# [TASK GOAL]
Please reproduce every one of the items below verbatim, line for line.

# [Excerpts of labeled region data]

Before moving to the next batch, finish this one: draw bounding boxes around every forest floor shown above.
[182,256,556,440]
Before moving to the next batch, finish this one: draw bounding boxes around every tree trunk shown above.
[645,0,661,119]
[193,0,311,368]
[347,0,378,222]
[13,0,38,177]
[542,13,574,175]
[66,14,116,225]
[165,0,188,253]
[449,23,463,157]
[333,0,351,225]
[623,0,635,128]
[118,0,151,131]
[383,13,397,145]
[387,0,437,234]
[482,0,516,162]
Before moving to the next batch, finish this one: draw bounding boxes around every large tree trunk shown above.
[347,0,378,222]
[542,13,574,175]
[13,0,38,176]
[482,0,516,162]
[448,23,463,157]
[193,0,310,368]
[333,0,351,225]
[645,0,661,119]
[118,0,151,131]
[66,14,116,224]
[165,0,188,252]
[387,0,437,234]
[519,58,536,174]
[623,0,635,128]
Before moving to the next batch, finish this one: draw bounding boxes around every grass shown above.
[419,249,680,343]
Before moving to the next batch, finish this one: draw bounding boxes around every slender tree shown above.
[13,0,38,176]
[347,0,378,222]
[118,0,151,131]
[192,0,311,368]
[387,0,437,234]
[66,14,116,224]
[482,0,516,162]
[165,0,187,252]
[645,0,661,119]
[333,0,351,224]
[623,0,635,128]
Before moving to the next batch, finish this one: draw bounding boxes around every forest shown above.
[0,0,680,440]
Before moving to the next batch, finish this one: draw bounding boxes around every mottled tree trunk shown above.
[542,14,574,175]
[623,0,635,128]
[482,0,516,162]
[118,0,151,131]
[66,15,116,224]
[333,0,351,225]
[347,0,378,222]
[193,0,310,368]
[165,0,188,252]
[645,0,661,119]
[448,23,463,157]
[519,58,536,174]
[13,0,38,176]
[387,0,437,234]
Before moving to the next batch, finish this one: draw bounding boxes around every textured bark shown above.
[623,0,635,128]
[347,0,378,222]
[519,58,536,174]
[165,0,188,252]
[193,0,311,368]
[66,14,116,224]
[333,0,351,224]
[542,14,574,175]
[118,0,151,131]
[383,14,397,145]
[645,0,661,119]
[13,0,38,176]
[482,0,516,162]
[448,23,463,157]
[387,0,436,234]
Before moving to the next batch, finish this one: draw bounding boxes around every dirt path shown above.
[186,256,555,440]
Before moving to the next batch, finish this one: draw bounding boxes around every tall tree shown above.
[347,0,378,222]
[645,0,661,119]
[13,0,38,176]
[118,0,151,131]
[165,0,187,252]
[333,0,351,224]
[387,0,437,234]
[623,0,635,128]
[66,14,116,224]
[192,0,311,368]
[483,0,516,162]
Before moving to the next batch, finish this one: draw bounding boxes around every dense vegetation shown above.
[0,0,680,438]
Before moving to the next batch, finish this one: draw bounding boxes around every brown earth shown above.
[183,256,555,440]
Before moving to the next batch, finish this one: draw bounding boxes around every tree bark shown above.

# [RESPONSE TO THE TASK]
Before moving to the next batch, finish this one: draw bounding boxes around every forest floor shown above.
[182,256,556,440]
Before moving to the next batch, finish this one: draw bounding boxes around every tree trunk shown above.
[645,0,661,119]
[193,0,311,368]
[347,0,378,222]
[13,0,38,177]
[542,13,574,175]
[66,14,116,225]
[165,0,188,253]
[449,23,463,157]
[333,0,351,225]
[623,0,635,128]
[118,0,151,131]
[383,13,397,145]
[387,0,437,234]
[482,0,516,162]
Before moving to the next batch, finish this one: draw bounding boxes around every large tree trunk shown above.
[347,0,378,222]
[542,13,574,175]
[13,0,38,176]
[482,0,516,162]
[448,23,463,157]
[193,0,310,368]
[333,0,351,225]
[645,0,661,119]
[118,0,151,131]
[66,14,116,224]
[165,0,188,252]
[387,0,437,234]
[519,58,536,174]
[623,0,635,128]
Before moving to the next batch, finish this one: draw bounding boxes around every grass shown above.
[419,249,680,343]
Before moving to the next batch, finish this one: draw bounding boxes around every slender tree shown above.
[13,0,38,176]
[347,0,378,222]
[118,0,151,131]
[192,0,311,368]
[387,0,437,234]
[66,14,116,224]
[482,0,516,162]
[165,0,187,252]
[645,0,661,119]
[333,0,351,224]
[623,0,635,128]
Before moving to the next batch, finish this one: draw bounding boxes around every forest shown above.
[0,0,680,440]
Before moving to the next batch, finish this one: draw bounding boxes around every mottled tree trunk shown above.
[542,14,574,175]
[623,0,635,128]
[482,0,516,162]
[118,0,151,131]
[66,15,116,224]
[333,0,351,225]
[347,0,378,222]
[193,0,310,368]
[165,0,188,252]
[645,0,661,119]
[448,23,463,157]
[519,58,536,174]
[13,0,38,176]
[387,0,437,234]
Before moving to the next batch, finish this one: draw bounding boxes around every textured bark shown above.
[623,0,635,128]
[347,0,378,222]
[519,58,536,174]
[165,0,188,252]
[193,0,311,368]
[66,14,116,224]
[333,0,351,224]
[542,14,574,175]
[118,0,151,131]
[383,14,397,145]
[645,0,661,119]
[13,0,38,176]
[482,0,516,162]
[448,23,463,157]
[387,0,436,234]
Before moving to the next batch, finish this one: draw bounding boxes around every dirt path shown above.
[186,256,555,440]
Before moving to the next batch, finish this one: draw bounding boxes around every tall tree shown above.
[347,0,378,222]
[645,0,661,119]
[13,0,38,176]
[118,0,151,131]
[165,0,187,252]
[333,0,351,224]
[387,0,437,234]
[623,0,635,128]
[66,14,116,224]
[192,0,311,368]
[483,0,516,162]
Before moving to the next batch, finish this one: draw bounding boxes around every dense vegetation shown above.
[0,0,680,438]
Before moving to the next batch, finish this one: draw bounding boxes around every brown earth shown above.
[183,256,555,440]
Before moving to the next batch, finish this one: draw bounding boxes around every tree bark shown above.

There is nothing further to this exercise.